> A block of data
▼
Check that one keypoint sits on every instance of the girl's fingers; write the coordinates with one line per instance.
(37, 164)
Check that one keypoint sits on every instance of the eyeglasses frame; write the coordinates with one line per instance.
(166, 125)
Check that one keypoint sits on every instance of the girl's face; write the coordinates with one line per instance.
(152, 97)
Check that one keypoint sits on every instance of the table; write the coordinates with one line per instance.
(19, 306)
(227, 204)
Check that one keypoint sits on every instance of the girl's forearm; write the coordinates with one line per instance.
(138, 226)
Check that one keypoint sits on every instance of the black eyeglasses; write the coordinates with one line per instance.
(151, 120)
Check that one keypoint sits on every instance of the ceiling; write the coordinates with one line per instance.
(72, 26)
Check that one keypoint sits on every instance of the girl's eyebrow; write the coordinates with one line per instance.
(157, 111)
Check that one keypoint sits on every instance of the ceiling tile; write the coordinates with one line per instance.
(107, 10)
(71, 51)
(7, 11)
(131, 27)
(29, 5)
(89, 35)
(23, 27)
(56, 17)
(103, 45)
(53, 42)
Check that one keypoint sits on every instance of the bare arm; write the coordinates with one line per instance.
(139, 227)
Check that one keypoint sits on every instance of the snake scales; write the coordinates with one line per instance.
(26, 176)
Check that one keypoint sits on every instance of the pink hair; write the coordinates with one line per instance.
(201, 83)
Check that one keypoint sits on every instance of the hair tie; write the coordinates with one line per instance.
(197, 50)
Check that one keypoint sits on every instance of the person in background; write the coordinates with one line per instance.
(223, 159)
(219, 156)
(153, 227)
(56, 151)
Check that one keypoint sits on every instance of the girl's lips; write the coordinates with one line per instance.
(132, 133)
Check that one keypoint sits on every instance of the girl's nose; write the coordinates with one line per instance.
▲
▼
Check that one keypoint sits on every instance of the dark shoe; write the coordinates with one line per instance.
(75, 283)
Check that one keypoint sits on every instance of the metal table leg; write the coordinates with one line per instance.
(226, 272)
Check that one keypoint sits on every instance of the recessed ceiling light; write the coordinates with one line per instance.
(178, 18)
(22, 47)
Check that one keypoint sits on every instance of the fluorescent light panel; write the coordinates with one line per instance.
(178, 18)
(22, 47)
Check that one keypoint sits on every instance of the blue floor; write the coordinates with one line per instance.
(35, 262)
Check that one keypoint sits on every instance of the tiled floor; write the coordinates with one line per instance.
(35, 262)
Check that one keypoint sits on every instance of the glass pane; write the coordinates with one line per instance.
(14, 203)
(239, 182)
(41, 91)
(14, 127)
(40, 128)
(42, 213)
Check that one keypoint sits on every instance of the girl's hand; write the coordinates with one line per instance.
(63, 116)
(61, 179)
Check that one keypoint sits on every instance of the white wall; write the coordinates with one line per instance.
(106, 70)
▲
> Given task
How many lines in the two blocks above contain the string "eyeglasses"? Give only the number.

> Solution to this problem
2